* Task list *
1. Translate this sentence from the essay on working through cancer treatment into Spanish: "There is strength in resting and it is a privilege I wish everyone were granted."
2. In the essay on working through cancer treatment, what did the writer's mother keep doing throughout her radiation treatment?
3. Carry on the essay on working through cancer treatment, starting after its final sentence.

* Text for analysis *

My mother continued working all the way through her radiation treatment. I don’t think she had much choice, not if she wanted to still have a job when she was done. At the time I was angry about that, the lack of safety net in this country. So many workers without real job protection, many without short-term disability coverage. And even if you have short-term disability can you get by with a reduced percentage of your income if you’re already living paycheck-to-paycheck?
It is sometimes tempting to regard people who work through their treatments for severe illness as strong, inspirational. Standing at my kitchen window, making tea, feeling my pain, I try to let go of the comparison to my mother. There are many reasons to admire her, but this is not one of them.
If I have cancer I will take a leave of absence from work to treat it because I can, not because I am weak. There is strength in resting and it is a privilege I wish everyone were granted.

* Record excerpts *
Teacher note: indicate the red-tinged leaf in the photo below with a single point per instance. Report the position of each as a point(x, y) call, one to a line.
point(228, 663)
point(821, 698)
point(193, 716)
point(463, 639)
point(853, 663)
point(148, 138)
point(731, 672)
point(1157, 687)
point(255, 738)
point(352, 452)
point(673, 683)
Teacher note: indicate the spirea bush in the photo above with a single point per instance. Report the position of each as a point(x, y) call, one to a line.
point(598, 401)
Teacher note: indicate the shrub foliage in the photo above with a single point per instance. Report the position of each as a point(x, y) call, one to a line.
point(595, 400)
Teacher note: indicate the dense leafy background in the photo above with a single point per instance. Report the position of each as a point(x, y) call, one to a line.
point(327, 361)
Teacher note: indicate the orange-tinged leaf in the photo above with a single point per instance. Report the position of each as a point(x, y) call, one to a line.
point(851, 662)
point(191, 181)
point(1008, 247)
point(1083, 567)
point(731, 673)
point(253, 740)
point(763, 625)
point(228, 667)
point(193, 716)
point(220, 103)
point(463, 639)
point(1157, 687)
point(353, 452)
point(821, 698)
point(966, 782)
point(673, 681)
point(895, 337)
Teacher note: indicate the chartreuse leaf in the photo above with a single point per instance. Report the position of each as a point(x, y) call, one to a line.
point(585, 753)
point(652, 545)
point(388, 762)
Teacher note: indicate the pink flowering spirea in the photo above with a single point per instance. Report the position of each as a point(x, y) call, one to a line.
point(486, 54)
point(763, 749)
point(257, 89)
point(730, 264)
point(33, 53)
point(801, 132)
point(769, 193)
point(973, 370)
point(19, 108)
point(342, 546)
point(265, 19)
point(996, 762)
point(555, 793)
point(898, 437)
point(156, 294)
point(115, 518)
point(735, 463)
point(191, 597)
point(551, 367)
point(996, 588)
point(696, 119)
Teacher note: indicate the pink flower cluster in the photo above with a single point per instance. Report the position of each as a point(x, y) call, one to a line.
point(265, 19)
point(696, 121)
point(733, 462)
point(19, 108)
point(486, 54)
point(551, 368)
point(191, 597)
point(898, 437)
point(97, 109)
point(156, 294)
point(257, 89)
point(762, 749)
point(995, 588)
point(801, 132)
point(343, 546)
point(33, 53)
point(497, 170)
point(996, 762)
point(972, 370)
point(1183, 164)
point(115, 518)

* Outputs in order *
1. Hay fuerza en el descanso, y es un privilegio que desearía que se les concediera a todos.

2. She kept working.

3.
The results of the biopsy are as expected: benign papilloma. I am given a referral to a surgeon to discuss removal.
Lebo’s L-chapter, “Lump,” is the only one not about a food. In it, she describes finding a lump in her breast, which a mammogram reveals to be only a cyst. She calls her mother and tells her “I had my first cancer scare.”
I resent her this easy resolution. I am bruised and sore. And I am dreading surgery to remove this thing that is not supposed to be there, even though it is, currently, benign.
I am also not done. I see my primary care physician two days after the biopsy results come back benign. I am there to discuss with her a constellation of vague symptoms that I will not detail here, but that are on the list of things that often serve as the only warning sign of ovarian cancer.
Unlike my initial mammogram, these symptoms I am actually worried about, and have been worried about since reading Nadia Chaudhri's twitter thread detailing her experiences leading to her ovarian cancer diagnosis. By the time I see my doctor, Chaudhri has passed away from her illness (this is not a shock as she was already in the hospital when she wrote the thread. I shed tears at her death, though she was a stranger).
I am not terribly surprised, then, when I get to the chapter where Lebo discusses her college roommate's ovarian cancer. By this time I have accepted the weird synchronicity of this book and this experience.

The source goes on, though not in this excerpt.